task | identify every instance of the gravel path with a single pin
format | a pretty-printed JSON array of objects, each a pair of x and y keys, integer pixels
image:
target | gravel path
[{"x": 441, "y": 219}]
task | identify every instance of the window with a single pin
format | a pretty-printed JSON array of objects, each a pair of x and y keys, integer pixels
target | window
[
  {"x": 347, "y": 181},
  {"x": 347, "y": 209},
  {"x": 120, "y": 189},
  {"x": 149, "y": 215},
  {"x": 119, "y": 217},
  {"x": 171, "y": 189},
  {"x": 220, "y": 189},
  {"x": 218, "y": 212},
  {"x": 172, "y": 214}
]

==

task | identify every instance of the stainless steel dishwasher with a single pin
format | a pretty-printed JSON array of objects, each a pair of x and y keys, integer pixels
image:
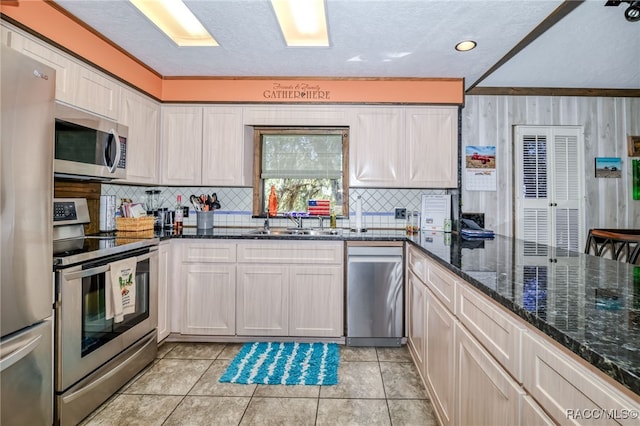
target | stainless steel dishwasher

...

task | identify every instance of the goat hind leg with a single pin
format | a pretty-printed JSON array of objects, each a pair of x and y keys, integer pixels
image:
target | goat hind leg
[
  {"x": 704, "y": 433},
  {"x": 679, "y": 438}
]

▶ _TASK GOAL_
Where does "dishwasher" appear in the records above? Copy every line that has it.

▶ _RESULT OF THIS TASK_
task | identify every instance of the stainless steel dishwasher with a single pin
target | stainless steel dishwasher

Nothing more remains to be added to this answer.